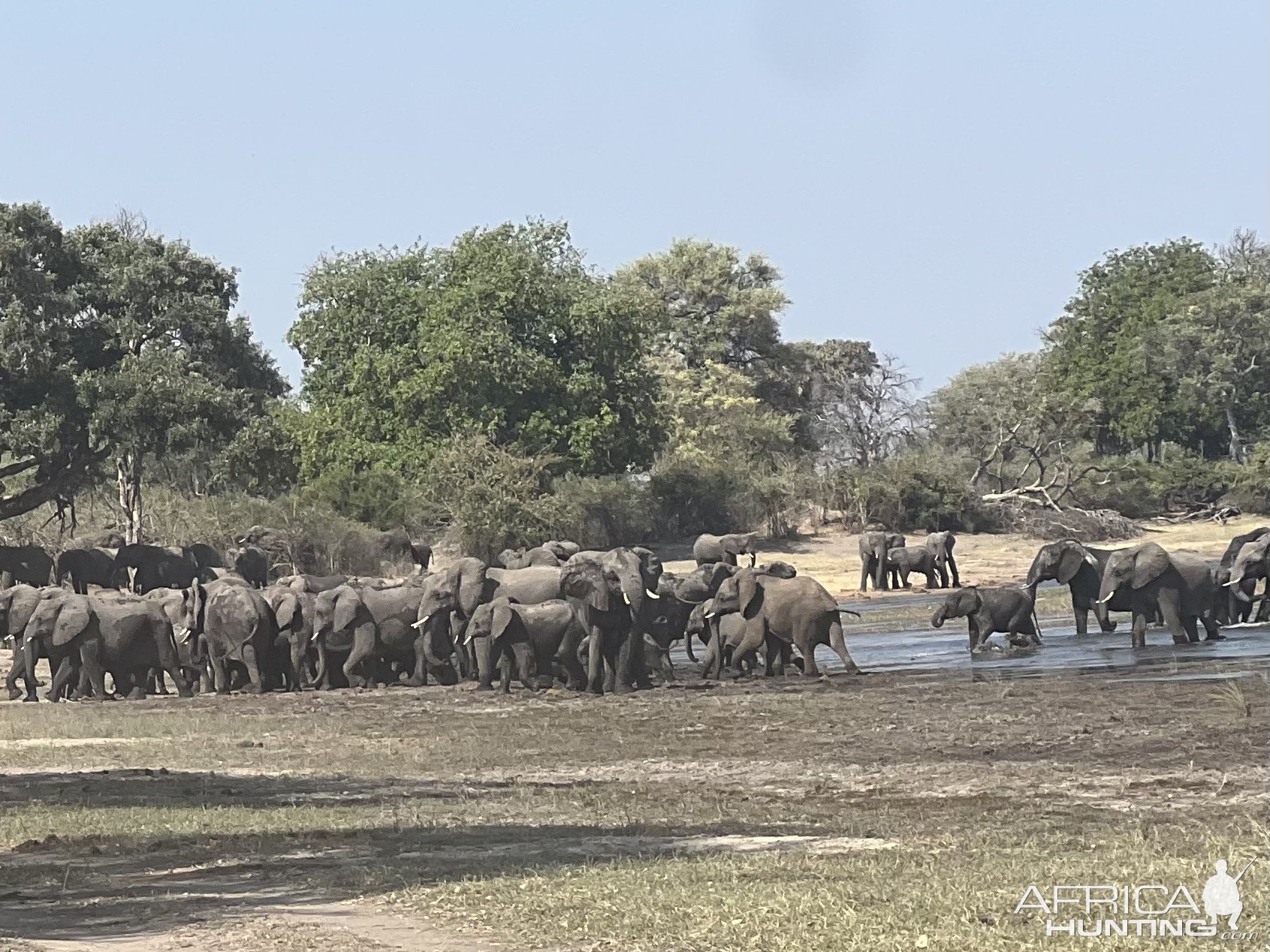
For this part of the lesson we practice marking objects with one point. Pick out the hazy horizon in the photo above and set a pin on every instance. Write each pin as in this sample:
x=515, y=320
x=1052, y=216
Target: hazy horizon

---

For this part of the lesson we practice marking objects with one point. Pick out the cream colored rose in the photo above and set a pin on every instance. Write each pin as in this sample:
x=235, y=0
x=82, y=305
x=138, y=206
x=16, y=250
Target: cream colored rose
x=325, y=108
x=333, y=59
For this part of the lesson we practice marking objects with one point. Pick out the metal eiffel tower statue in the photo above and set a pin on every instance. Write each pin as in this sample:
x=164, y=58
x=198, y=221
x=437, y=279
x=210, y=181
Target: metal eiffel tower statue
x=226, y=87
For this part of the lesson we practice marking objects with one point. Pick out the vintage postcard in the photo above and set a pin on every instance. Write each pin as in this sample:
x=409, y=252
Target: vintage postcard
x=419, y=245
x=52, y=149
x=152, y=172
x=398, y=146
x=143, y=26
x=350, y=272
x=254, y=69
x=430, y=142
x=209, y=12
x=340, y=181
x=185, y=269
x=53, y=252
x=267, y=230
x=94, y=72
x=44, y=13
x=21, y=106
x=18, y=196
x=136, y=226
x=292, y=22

▶ **The request**
Copy the lines between the one holding "out the metal" and the one holding "x=226, y=87", inclusive, reproducing them character for character.

▶ **Complete response**
For this part of the lesson we practice marking objects with one point. Pick out the metal eiffel tower statue in the photo above and set a pin on every instance. Write each pin as in this sample:
x=164, y=58
x=198, y=221
x=437, y=279
x=210, y=181
Target: metal eiffel tower statue
x=226, y=87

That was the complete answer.